Aos poucos, acossado por este jornalista e por opositores ao liberou geral no mercado imobiliário, Milton Bigucci, presidente eterno da Associação dos Construtores, entidade de baixíssima representatividade, exceto nas páginas de jornais, tenta consertar erros históricos de avaliação sobre verticalização urbana. Como não é fácil dar um giro de 180 graus, ou mesmo de 45 graus, deixa pegadas incriminatórias de improvisos interpretativos.
Num artigo publicado ontem no Diário do Grande ABC, o dirigente da Associação dos Construtores volta a abordar a mobilidade urbana, expressão pouco usual no dicionário de quem enxerga torres residenciais e torres comerciais sob ângulo estritamente econômico-financeiro. Em resumo, desancou mais uma vez a política rodoviarista verde e amarela, que infla as metrópoles de veículos de passeio, principalmente.
O objetivo de Milton Bigucci é simples e direto, embora sem elementos de estilo textual que prendam a atenção, apesar de estranhamente integrar a Academia de Letras da Grande São Paulo: ele quer desviar o foco metropolitano dos exageros e da libertinagem do mercado imobiliário, demonizando o setor automotivo.
Insiste Milton Bigucci, mesmo nas maltrapilhas linhas, no conceito de verticalização como ferramenta de gestores públicos que deveriam (agora sim ele escreve com mais acuro, voltado para a sistemicidade da vida urbana) planejar mais adequadamente o uso e a ocupação do solo, principalmente com investimentos na melhoria da infraestrutura pública. Tudo para o mercado imobiliário deitar e rolar. Como se sabe, Milton Bigucci é opositor empedernido das chamadas operações urbanas, que reduziram a margem de construção imobiliária para, em seguida, dar certa elasticidade, desde que contrapartidas dos empreendedores (sempre repassadas aos compradores) canalizem recursos a investimentos em ativos públicos. Nada mais justo, como se sabe.
Megatorres na Província
Adepto de primeira hora e de leitura apressada do conceito de verticalização, Milton Bigucci chegou ao desplante de recentemente sugerir que em vez de torres de 20 pavimentos, seria adequado seguir os passos de algumas das maiores metrópoles mundiais (Tókio, Nova York, entre outras) e aprovarem até 80 pavimentos na Província do Grande ABC. Entende o dirigente mercadista que quanto mais gente residindo e trabalhando num espaço territorial concentrado, melhor a qualidade de vida.

◆ **PEDIDO ESCRITO 1**: Você pode reescrever de forma mais curta o parágrafo do texto que começa com "Num artigo publicado ontem", mantendo os fatos principais?
As linhas de dados a seguir não têm relação com o texto.

◆ **DADOS DE ORIGEM**:
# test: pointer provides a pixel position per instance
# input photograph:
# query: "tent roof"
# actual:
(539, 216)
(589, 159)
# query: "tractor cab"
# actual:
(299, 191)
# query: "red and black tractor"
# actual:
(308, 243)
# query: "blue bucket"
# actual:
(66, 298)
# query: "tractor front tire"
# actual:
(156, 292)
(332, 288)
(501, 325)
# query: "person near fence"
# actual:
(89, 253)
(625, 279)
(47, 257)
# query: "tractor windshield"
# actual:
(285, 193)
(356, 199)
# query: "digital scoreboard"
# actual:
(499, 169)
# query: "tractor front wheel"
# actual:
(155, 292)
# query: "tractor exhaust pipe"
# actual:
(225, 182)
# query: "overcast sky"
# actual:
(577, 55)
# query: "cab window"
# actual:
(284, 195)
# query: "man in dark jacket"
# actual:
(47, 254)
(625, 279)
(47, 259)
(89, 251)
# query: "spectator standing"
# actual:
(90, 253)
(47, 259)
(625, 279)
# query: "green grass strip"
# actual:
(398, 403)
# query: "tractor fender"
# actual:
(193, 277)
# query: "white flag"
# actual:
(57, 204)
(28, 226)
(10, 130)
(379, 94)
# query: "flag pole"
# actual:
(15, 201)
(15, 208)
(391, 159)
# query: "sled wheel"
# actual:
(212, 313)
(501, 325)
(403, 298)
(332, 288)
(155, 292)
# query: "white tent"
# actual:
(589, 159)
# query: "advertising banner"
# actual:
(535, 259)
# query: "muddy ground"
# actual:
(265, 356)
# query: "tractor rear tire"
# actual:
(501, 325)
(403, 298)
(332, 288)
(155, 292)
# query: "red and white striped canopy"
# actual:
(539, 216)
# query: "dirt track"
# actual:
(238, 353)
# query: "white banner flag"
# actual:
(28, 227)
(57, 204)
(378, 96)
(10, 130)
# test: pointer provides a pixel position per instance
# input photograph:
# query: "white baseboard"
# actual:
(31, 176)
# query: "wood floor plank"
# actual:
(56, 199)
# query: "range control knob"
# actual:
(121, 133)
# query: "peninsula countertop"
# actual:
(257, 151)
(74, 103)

◆ **PEDIDO ESCRITO 2**: Você pode atualizar todas as linhas dos dados de origem, trocando "tractor" por "farm tractor" em cada ocorrência e mantendo todo o resto igual?

◆ **RESPOSTA COMPLETA 1**: Em artigo publicado ontem no Diário do Grande ABC, o dirigente da Associação dos Construtores voltou a tratar da mobilidade urbana, tema pouco comum para quem vê torres residenciais e comerciais apenas pelo ângulo econômico-financeiro. Em resumo, criticou mais uma vez a política rodoviarista verde e amarela, que enche as metrópoles sobretudo de veículos de passeio.

◆ **RESPOSTA COMPLETA 2**:
# test: pointer provides a pixel position per instance
# input photograph:
# query: "tent roof"
# actual:
(539, 216)
(589, 159)
# query: "farm tractor cab"
# actual:
(299, 191)
# query: "red and black farm tractor"
# actual:
(308, 243)
# query: "blue bucket"
# actual:
(66, 298)
# query: "farm tractor front tire"
# actual:
(156, 292)
(332, 288)
(501, 325)
# query: "person near fence"
# actual:
(89, 253)
(625, 279)
(47, 257)
# query: "farm tractor windshield"
# actual:
(285, 193)
(356, 199)
# query: "digital scoreboard"
# actual:
(499, 169)
# query: "farm tractor front wheel"
# actual:
(155, 292)
# query: "farm tractor exhaust pipe"
# actual:
(225, 182)
# query: "overcast sky"
# actual:
(577, 55)
# query: "cab window"
# actual:
(284, 195)
# query: "man in dark jacket"
# actual:
(47, 254)
(625, 279)
(47, 259)
(89, 251)
# query: "spectator standing"
# actual:
(90, 253)
(47, 259)
(625, 279)
# query: "green grass strip"
# actual:
(398, 403)
# query: "farm tractor fender"
# actual:
(193, 277)
# query: "white flag"
# actual:
(57, 204)
(28, 226)
(10, 130)
(379, 94)
# query: "flag pole"
# actual:
(15, 201)
(15, 208)
(391, 159)
# query: "sled wheel"
# actual:
(212, 313)
(501, 325)
(403, 298)
(332, 288)
(155, 292)
# query: "white tent"
# actual:
(589, 159)
# query: "advertising banner"
# actual:
(535, 259)
# query: "muddy ground"
# actual:
(265, 356)
# query: "farm tractor rear tire"
# actual:
(501, 325)
(403, 298)
(332, 288)
(155, 292)
# query: "red and white striped canopy"
# actual:
(539, 216)
# query: "dirt track"
# actual:
(238, 353)
# query: "white banner flag"
# actual:
(28, 227)
(57, 204)
(378, 96)
(10, 130)
# test: pointer provides a pixel position per instance
# input photograph:
# query: "white baseboard"
# actual:
(31, 176)
# query: "wood floor plank"
# actual:
(56, 199)
# query: "range control knob"
# actual:
(121, 133)
# query: "peninsula countertop"
# actual:
(257, 151)
(74, 103)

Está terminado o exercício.